··· EXTRACTED RECORDS ···

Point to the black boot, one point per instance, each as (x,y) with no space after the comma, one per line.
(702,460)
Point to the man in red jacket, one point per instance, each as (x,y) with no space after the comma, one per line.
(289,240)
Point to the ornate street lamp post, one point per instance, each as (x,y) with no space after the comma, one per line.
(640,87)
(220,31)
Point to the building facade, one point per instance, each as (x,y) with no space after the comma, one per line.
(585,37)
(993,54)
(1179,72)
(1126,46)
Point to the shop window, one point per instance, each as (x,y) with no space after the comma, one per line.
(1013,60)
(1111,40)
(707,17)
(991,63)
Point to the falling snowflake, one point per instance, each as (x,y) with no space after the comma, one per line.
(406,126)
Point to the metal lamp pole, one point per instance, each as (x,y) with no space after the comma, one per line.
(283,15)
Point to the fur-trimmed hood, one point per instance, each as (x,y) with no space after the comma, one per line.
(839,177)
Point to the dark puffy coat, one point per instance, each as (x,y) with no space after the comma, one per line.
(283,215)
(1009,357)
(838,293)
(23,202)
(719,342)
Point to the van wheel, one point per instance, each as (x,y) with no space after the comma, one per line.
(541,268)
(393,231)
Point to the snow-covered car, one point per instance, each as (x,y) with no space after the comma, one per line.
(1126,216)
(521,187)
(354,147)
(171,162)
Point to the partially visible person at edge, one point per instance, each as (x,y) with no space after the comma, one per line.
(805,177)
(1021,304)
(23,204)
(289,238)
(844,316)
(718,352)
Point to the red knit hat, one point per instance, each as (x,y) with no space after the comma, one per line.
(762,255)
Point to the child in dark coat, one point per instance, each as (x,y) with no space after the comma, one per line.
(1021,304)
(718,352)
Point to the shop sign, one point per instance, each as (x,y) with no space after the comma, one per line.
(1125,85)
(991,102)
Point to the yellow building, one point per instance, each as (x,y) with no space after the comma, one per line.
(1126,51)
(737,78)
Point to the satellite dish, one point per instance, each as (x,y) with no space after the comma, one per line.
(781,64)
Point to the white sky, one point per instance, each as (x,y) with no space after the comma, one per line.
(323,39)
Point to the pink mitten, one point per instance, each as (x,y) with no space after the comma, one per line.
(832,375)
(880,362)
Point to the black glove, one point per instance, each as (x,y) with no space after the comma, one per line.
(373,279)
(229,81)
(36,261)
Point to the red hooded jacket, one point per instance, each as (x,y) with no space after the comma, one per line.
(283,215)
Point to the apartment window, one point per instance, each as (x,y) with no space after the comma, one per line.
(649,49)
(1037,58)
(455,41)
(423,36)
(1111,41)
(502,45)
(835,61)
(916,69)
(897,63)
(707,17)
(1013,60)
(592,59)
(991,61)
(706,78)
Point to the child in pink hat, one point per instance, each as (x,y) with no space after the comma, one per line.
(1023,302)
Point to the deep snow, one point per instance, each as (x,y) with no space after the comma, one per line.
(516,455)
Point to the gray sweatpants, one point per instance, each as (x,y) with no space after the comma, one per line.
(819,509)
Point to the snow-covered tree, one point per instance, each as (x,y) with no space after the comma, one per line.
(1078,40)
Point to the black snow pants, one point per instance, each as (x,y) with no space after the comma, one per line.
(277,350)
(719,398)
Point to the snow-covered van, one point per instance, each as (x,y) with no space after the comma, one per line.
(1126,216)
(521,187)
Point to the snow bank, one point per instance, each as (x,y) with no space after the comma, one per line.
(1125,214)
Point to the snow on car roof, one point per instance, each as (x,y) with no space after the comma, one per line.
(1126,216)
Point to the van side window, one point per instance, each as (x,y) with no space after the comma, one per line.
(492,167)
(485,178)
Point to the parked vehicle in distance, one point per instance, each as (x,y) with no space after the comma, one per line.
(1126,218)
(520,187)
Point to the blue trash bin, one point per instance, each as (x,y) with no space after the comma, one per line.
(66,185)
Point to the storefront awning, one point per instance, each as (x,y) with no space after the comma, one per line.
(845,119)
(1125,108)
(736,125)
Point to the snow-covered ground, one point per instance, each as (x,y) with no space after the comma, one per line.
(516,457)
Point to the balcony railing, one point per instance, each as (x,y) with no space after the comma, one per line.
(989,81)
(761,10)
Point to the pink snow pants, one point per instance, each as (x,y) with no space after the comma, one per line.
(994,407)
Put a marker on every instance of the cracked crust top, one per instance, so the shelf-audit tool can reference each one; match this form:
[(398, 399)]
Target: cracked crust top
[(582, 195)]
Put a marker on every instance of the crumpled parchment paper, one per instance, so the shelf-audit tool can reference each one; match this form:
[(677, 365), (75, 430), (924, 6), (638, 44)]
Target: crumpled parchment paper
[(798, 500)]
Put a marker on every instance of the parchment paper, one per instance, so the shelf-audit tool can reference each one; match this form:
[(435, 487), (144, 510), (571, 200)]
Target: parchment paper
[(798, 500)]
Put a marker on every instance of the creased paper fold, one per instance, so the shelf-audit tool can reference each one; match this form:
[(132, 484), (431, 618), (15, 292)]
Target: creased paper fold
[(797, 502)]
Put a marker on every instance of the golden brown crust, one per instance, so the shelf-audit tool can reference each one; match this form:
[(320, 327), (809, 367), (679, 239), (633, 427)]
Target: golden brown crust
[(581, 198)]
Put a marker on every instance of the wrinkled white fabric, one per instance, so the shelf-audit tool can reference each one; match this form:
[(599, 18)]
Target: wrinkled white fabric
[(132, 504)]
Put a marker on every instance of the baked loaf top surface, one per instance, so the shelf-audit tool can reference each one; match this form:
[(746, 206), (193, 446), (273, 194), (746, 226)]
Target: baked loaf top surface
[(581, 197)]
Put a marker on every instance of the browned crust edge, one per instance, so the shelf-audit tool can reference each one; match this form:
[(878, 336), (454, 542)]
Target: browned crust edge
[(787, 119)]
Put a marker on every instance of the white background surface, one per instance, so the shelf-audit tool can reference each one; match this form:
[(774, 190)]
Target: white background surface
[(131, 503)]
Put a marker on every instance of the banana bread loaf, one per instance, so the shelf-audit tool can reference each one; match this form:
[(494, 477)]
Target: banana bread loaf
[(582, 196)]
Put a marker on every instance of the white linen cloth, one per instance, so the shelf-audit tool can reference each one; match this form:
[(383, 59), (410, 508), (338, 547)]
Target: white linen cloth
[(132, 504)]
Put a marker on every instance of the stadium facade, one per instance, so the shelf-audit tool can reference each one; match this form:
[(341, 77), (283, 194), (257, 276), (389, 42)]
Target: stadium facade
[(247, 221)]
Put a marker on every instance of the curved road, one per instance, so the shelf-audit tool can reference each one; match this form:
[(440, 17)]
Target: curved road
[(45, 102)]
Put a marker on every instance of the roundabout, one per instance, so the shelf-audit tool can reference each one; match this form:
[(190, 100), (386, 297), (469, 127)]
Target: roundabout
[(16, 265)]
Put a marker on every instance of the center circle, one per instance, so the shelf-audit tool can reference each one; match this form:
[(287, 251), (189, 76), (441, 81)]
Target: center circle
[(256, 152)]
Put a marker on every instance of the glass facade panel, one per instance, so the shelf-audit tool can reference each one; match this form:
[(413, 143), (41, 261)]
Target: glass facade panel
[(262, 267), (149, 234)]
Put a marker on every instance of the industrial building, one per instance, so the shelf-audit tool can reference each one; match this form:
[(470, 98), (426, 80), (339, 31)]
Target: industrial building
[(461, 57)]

···

ACTIVITY: Exact repetition is required: return every record shown above.

RESPONSE AREA:
Point to the black boot, one point per instance, each as (x,y) with no space after the comma, one per line.
(702,460)
Point to the man in red jacket, one point per instance, each as (x,y) with no space after the comma, one per line.
(289,240)
Point to the ornate street lamp post, one point per instance, each as (x,y) with no space after the comma, one per line.
(640,87)
(220,31)
Point to the building facade, one point per instance, each as (x,y) with no space after the comma, one per line.
(585,37)
(993,54)
(1179,72)
(1126,46)
Point to the shop window, one point per instance, each as (x,y) with no space after the comma, one per line.
(1013,60)
(1111,40)
(707,17)
(991,63)
Point to the falling snowflake, one point per instance, each as (x,y) with no space after the comma, one per line.
(406,126)
Point to the metal lamp pole, one point per instance, each as (x,y) with no space after the comma, one per line.
(283,15)
Point to the fur-trimmed hood, one point per instance, each as (x,y) with no space after the comma, one per line.
(839,177)
Point to the dark puffy coat, one point per instance, each as (x,y) with no space after the comma, one per line.
(283,215)
(1009,357)
(838,293)
(23,202)
(719,342)
Point to the van wheel, one point per instance, each as (x,y) with no space after the comma, one per line.
(541,268)
(393,231)
Point to the snow-covered car, one point per instance, each as (x,y) with no space after the comma, one per line.
(1126,216)
(521,187)
(354,147)
(171,162)
Point to the partially visible person at edge, one point per instance, each as (x,y) with no space after the comma, one per line.
(805,177)
(1021,304)
(23,204)
(289,238)
(844,316)
(718,352)
Point to the red knit hat, one point per instance, each as (x,y) with no space after the comma, one per line.
(762,255)
Point to the child in dark coat, one point per instance, each as (x,y) with no space after the comma, one per line.
(1021,304)
(718,352)
Point to the shop sign, one point per instance, each as (x,y) with no space after the comma, one per line.
(1125,85)
(991,102)
Point to the yellow building, one point per instance, each as (x,y) with no space after the comma, one per line.
(1126,51)
(737,78)
Point to the satellite dish, one point per instance, each as (x,y) with no space after the comma, one per line.
(781,64)
Point to the white sky, one point per instance, each as (x,y) with no space after the comma, one per line.
(323,39)
Point to the pink mitten, one point per instance, each as (x,y) with no space after the comma, one per line.
(832,375)
(880,362)
Point to the black glove, one point per instance, each as (x,y) with no space after the comma, one per line.
(373,279)
(229,81)
(36,261)
Point to the red hooded jacket, one point per instance, each as (x,y) with no space after the comma, one per line.
(283,215)
Point to the apartment window, one point per instance, each as (x,y) with no space after the comma, one per line.
(649,49)
(1037,58)
(455,41)
(423,36)
(1111,41)
(502,45)
(835,61)
(916,69)
(897,63)
(707,17)
(1013,60)
(592,59)
(991,61)
(706,78)
Point to the child in pink hat, one point per instance, each as (x,y) with no space after the comma, one per line.
(1023,302)
Point to the deep snow, one point per instance, each as (x,y) with no space after the comma, one per line.
(516,455)
Point to the gray sweatpants, one point per instance, each as (x,y) with no space after the comma, one per line.
(819,509)
Point to the snow-covered tree, one point per instance, each as (x,y) with no space after the comma, one per line.
(1078,40)
Point to the black snow pants, one point per instance, each as (x,y) with no space after the comma, one per line.
(277,350)
(719,398)
Point to the snow-covered van, one point per instance, each as (x,y) with no space after the comma, one per line.
(1126,216)
(521,187)
Point to the snow bank, one point per instance, each as (x,y) with no space after the comma, one per line.
(1125,214)
Point to the snow on car roof, one point per instance, each as (x,y) with no space after the comma, one per line.
(1126,216)
Point to the van side window, one point per instance, each as (x,y) with no space after the comma, one per line.
(492,167)
(485,178)
Point to the parked vehicle in distance, one point per instance, each as (x,y) with no space after the comma, one per line.
(1126,218)
(520,187)
Point to the blue trash bin, one point per instance, each as (x,y) with no space after the comma, one per line.
(66,185)
Point to the storefront awning, one point per instance, each as (x,y) with no space after the comma, one per line.
(845,119)
(1125,108)
(736,125)
Point to the snow-covered ground, one point per instance, each as (x,y) with no space after the comma, one per line.
(516,457)
Point to the balcony railing, one point per instance, each as (x,y) with no space after the comma, one per line.
(989,81)
(761,10)
Point to the pink snow pants, one point per instance, each as (x,y) with no space after the comma, one per line.
(994,407)
Put a marker on every instance of the cracked crust top, one per instance, so the shelf-audit tool can reference each one; match this form:
[(398, 399)]
Target: cracked crust top
[(582, 195)]
Put a marker on every instance of the crumpled parchment paper, one per instance, so the shelf-audit tool can reference each one; match this form:
[(677, 365), (75, 430), (924, 6), (638, 44)]
Target: crumpled parchment paper
[(798, 500)]
Put a marker on every instance of the parchment paper, one per instance, so the shelf-audit tool can reference each one; match this form:
[(435, 487), (144, 510), (571, 200)]
Target: parchment paper
[(798, 500)]
Put a marker on every instance of the creased paper fold, one per instance, so the shelf-audit tool can reference each one; match this form:
[(132, 484), (431, 618), (15, 292)]
Target: creased paper fold
[(797, 502)]
Put a marker on every instance of the golden brown crust, one per instance, so the shelf-audit tool can reference each one; match this form:
[(320, 327), (809, 367), (679, 239), (633, 427)]
Target: golden brown crust
[(581, 198)]
Put a marker on every instance of the wrinkled white fabric, one per instance, so the shelf-audit tool can reference each one; match this form:
[(599, 18)]
Target: wrinkled white fabric
[(132, 504)]
Put a marker on every instance of the baked loaf top surface, one per instance, so the shelf-audit tool can reference each one; match this form:
[(746, 206), (193, 446), (273, 194), (746, 226)]
Target: baked loaf top surface
[(581, 197)]
Put a marker on every instance of the browned crust edge, one per instance, so the shelf-audit tool can reference each one; match this form:
[(878, 336), (454, 542)]
Target: browned crust edge
[(787, 119)]
Put a marker on every instance of the white background surface, one per instance, so the shelf-audit tool can reference each one; match this form:
[(774, 190)]
Target: white background surface
[(131, 503)]
Put a marker on every instance of the banana bread loaf, one per instance, so the shelf-audit tool can reference each one; match this form:
[(494, 477)]
Target: banana bread loaf
[(582, 196)]
Put a marker on every instance of the white linen cloth, one per instance, so the shelf-audit tool can reference each one; match this form:
[(383, 59), (410, 508), (338, 547)]
Target: white linen cloth
[(132, 504)]
Put a marker on every instance of the stadium facade, one per instance, so the shelf-audit tool can reference each one; match this form:
[(341, 77), (283, 194), (257, 276), (389, 42)]
Target: stadium facade
[(247, 221)]
Put a marker on every instance of the curved road, one per instance, so the shelf-audit tool can reference each one; match this form:
[(440, 17)]
Target: curved road
[(45, 102)]
Put a marker on every instance of the roundabout, one per instance, so the shelf-audit tool can reference each one; match this form:
[(190, 100), (386, 297), (469, 127)]
Target: roundabout
[(16, 265)]
Put a marker on every instance of the center circle, one per instance, so the shelf-audit tool can reference each one; match this form:
[(287, 251), (189, 76), (441, 81)]
Target: center circle
[(256, 152)]
Put a marker on every instance of the glass facade panel, one per instance, so the shelf-audit tool can reference each one; match this form:
[(413, 143), (41, 261)]
Target: glass facade panel
[(262, 267), (149, 234)]
Put a marker on every instance of the industrial building, one per instance, so the shelf-audit tool can reference each one; match this form:
[(470, 98), (426, 80), (339, 31)]
Target: industrial building
[(461, 57)]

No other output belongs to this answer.